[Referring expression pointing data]
-*-*-
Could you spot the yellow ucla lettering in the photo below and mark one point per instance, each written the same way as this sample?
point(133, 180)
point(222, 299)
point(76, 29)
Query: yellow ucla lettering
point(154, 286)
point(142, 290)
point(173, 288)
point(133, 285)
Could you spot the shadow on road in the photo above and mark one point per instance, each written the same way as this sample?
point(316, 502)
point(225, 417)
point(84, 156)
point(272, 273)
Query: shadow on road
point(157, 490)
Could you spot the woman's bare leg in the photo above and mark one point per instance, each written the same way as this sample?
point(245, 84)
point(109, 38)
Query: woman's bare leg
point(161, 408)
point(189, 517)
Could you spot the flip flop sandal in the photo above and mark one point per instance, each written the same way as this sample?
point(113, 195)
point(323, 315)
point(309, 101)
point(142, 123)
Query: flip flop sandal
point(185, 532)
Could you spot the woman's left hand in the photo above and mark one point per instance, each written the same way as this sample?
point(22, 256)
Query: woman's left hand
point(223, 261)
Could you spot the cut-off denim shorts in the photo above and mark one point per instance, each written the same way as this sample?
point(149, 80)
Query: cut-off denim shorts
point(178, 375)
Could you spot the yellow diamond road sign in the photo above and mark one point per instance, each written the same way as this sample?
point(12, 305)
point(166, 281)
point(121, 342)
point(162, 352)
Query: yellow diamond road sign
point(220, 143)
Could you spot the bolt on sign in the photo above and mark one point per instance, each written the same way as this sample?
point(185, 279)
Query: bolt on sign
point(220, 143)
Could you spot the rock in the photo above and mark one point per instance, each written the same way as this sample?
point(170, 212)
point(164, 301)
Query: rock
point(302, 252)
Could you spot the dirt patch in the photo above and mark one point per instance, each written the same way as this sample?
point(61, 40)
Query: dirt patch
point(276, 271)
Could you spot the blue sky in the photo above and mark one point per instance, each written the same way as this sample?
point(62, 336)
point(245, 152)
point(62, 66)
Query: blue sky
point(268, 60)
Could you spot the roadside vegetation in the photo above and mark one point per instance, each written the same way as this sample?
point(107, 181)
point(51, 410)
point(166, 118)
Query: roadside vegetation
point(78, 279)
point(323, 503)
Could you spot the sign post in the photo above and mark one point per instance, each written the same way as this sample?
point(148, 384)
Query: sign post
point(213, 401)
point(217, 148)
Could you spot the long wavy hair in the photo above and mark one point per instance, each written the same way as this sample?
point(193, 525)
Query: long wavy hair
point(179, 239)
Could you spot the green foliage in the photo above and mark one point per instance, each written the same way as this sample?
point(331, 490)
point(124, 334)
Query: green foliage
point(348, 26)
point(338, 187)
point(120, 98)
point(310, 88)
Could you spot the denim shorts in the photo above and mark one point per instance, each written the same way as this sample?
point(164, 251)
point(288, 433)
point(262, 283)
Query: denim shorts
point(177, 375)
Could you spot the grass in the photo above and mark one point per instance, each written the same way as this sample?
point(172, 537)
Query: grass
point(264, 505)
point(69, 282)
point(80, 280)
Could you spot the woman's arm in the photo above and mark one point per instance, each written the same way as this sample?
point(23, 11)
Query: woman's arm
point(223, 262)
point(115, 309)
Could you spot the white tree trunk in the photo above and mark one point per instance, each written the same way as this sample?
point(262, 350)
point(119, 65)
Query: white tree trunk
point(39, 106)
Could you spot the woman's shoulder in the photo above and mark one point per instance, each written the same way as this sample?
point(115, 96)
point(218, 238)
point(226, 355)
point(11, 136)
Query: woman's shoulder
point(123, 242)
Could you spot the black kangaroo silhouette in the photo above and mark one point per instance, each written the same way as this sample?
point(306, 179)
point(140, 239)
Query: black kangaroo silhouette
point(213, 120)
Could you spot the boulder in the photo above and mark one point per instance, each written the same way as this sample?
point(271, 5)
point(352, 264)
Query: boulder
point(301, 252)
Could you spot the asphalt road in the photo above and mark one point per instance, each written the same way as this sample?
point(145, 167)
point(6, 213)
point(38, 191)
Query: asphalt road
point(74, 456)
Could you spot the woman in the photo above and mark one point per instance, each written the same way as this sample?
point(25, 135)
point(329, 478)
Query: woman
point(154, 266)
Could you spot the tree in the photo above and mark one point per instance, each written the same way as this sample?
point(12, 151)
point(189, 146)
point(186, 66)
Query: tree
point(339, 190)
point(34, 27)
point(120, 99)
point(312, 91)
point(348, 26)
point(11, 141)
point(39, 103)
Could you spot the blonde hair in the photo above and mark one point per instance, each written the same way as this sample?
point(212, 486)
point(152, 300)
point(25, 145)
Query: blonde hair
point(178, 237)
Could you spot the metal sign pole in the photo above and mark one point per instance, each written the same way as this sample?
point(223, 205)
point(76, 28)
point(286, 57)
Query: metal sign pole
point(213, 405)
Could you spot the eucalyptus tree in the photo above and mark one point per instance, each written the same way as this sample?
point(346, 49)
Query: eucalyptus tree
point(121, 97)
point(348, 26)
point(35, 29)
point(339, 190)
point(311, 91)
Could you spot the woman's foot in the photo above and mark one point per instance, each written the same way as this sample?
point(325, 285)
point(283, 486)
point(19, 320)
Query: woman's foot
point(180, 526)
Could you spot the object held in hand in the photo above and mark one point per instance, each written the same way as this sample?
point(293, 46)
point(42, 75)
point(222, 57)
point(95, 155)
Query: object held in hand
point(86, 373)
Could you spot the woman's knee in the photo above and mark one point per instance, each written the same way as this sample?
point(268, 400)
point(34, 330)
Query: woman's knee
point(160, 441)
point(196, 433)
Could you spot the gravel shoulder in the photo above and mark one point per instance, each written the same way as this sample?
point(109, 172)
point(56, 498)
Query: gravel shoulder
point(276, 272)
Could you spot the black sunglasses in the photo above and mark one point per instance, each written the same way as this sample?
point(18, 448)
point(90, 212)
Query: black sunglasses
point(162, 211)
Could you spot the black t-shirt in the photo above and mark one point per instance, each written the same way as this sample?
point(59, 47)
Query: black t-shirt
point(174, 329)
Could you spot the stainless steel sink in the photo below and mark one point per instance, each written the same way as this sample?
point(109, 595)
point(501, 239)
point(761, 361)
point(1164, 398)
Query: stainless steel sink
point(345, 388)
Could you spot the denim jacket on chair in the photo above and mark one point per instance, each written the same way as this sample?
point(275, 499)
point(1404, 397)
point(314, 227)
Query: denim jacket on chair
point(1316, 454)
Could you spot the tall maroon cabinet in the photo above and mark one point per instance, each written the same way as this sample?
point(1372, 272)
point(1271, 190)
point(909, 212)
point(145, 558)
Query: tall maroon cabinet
-*-*-
▶ [Task prompt] Please output all of the entries without changing a single character.

▶ [Result below]
Could you spot the yellow ucla lettering in the photo below and mark one point per instance, each written the same way as this sample?
point(133, 180)
point(222, 299)
point(76, 29)
Query: yellow ucla lettering
point(154, 286)
point(142, 290)
point(173, 288)
point(133, 285)
Could you spot the shadow on road in the photo above and mark one point per instance, each written the same way as this sample?
point(316, 502)
point(225, 417)
point(84, 156)
point(272, 273)
Query: shadow on road
point(157, 490)
Could you spot the woman's bare leg in the photo above and mark one point per instance, each written the same way as this sample?
point(245, 84)
point(109, 38)
Query: woman's bare leg
point(161, 408)
point(189, 517)
Could you spot the flip flop sandal in the photo above and mark one point per instance, each written the same way as this sample?
point(113, 195)
point(323, 315)
point(309, 101)
point(142, 123)
Query: flip flop sandal
point(185, 532)
Could you spot the woman's left hand in the photo above and mark one point per instance, each written the same way as this sample?
point(22, 256)
Query: woman's left hand
point(223, 261)
Could you spot the cut-off denim shorts in the photo above and mark one point per instance, each written the same way as this sample?
point(149, 80)
Query: cut-off denim shorts
point(178, 375)
Could you spot the yellow diamond road sign in the photo above and mark one point per instance, each written the same way as this sample?
point(12, 305)
point(166, 281)
point(121, 342)
point(162, 352)
Query: yellow diamond road sign
point(220, 143)
Could you spot the bolt on sign in the photo above and mark one point per instance, each written the same way as this sample?
point(185, 279)
Query: bolt on sign
point(220, 143)
Could you spot the rock in the photo above and mark one point per instance, each written the same way as this sample?
point(170, 212)
point(164, 301)
Query: rock
point(302, 252)
Could you spot the dirt patch in the photo above and mark one point per instance, each written the same way as this sample?
point(61, 40)
Query: dirt patch
point(276, 271)
Could you spot the blue sky in the photo above and mark one point per instance, each written the same way as this sample?
point(62, 336)
point(245, 152)
point(62, 66)
Query: blue sky
point(268, 60)
Could you spot the roadside vegetation in the photo above and mark one point per instance, each written the same way as this sample?
point(107, 181)
point(51, 410)
point(166, 118)
Query: roadside vegetation
point(78, 279)
point(323, 503)
Could you spot the sign post in the photo above and mark one point per instance, each written the same way as this sample?
point(148, 384)
Query: sign post
point(213, 401)
point(217, 148)
Could you spot the long wavy hair in the photo above and mark one point per instance, each written the same way as this sample?
point(193, 525)
Query: long wavy hair
point(179, 239)
Could you spot the green foliage in the photo above and mark one point per instance, each written the same way as this sample?
point(331, 490)
point(124, 334)
Query: green foliage
point(348, 26)
point(338, 187)
point(120, 98)
point(310, 88)
Could you spot the denim shorts in the photo above and mark one point per instance, each written the same way as this sample?
point(164, 251)
point(288, 433)
point(262, 283)
Query: denim shorts
point(177, 375)
Could you spot the grass in the photo above and mark one point per instance, each written the same way as this sample?
point(172, 537)
Query: grass
point(264, 505)
point(69, 282)
point(80, 280)
Could you spot the woman's arm in the photo above and mark one point per instance, each written the same way as this sample?
point(23, 11)
Query: woman's arm
point(223, 262)
point(115, 309)
Could you spot the white tree trunk in the photo above and mark one point per instance, each written the same way as this sample?
point(262, 350)
point(119, 65)
Query: white tree trunk
point(39, 106)
Could you spot the woman's shoulder in the photo above and mark one point per instance, each written the same way as this sample?
point(115, 96)
point(218, 238)
point(226, 355)
point(11, 136)
Query: woman's shoulder
point(123, 242)
Could you spot the black kangaroo silhouette in the photo above and mark one point per instance, each written the same way as this sample?
point(306, 179)
point(140, 239)
Query: black kangaroo silhouette
point(213, 120)
Could you spot the boulder in the photo above and mark one point per instance, each written the same way as this sample?
point(271, 5)
point(352, 264)
Query: boulder
point(301, 252)
Could you spot the asphalt road in the photo above and mark one point per instance, each written the same way as this sample?
point(145, 167)
point(6, 213)
point(38, 191)
Query: asphalt road
point(74, 456)
Could you spot the woman in the photo above and mark one point per instance, each written the same way as this sample?
point(25, 135)
point(329, 478)
Query: woman
point(154, 266)
Could you spot the tree in the photo above and mark one point per instance, each written the same way as this sample?
point(12, 151)
point(189, 146)
point(186, 66)
Query: tree
point(339, 190)
point(34, 27)
point(120, 99)
point(312, 91)
point(348, 26)
point(11, 141)
point(39, 103)
Could you spot the blonde hair in the photo above and mark one point per instance, each written the same way as this sample?
point(212, 486)
point(152, 300)
point(25, 145)
Query: blonde hair
point(178, 237)
Could you spot the metal sign pole in the photo above and mark one point per instance, each written the same way as this sample?
point(223, 205)
point(76, 28)
point(286, 57)
Query: metal sign pole
point(213, 405)
Could you spot the eucalyptus tree in the photo above and mark one point per instance, each written the same way as this sample?
point(346, 49)
Query: eucalyptus tree
point(121, 97)
point(348, 26)
point(35, 29)
point(339, 190)
point(311, 91)
Could you spot the woman's foot in the photo above and mark one point per instance, each written the same way as this sample?
point(325, 285)
point(283, 486)
point(19, 320)
Query: woman's foot
point(180, 526)
Could you spot the object held in hand in the photo above and mark one point per instance, each written the same way as this sample?
point(293, 46)
point(42, 75)
point(222, 57)
point(95, 155)
Query: object held in hand
point(86, 373)
Could you spot the woman's knee in the photo above and mark one point per instance, each written the same way as this sample?
point(268, 400)
point(34, 330)
Query: woman's knee
point(160, 441)
point(196, 433)
Could you spot the gravel shoulder in the photo above and mark one point per instance, each written the same way as this sample?
point(109, 172)
point(56, 498)
Query: gravel shoulder
point(276, 272)
Could you spot the black sunglasses in the photo above and mark one point per instance, each written the same way as this sample?
point(18, 448)
point(90, 212)
Query: black sunglasses
point(162, 211)
Could you spot the black t-shirt in the photo above and mark one point per instance, each written the same way as this sample?
point(59, 47)
Query: black t-shirt
point(174, 329)
Could you spot the stainless steel sink in the photo below and mark one point per instance, each written the same way as this sample?
point(109, 595)
point(501, 239)
point(761, 361)
point(1164, 398)
Query: stainless steel sink
point(345, 388)
Could you spot the denim jacket on chair in the photo above and mark one point per instance, each written the same way as this sample?
point(275, 499)
point(1404, 397)
point(314, 227)
Query: denim jacket on chair
point(1316, 454)
Could you spot the tall maroon cabinet in the photo above and mark one point per instance, each written the same way as this sample?
point(1372, 272)
point(1271, 190)
point(909, 212)
point(145, 558)
Query: tall maroon cabinet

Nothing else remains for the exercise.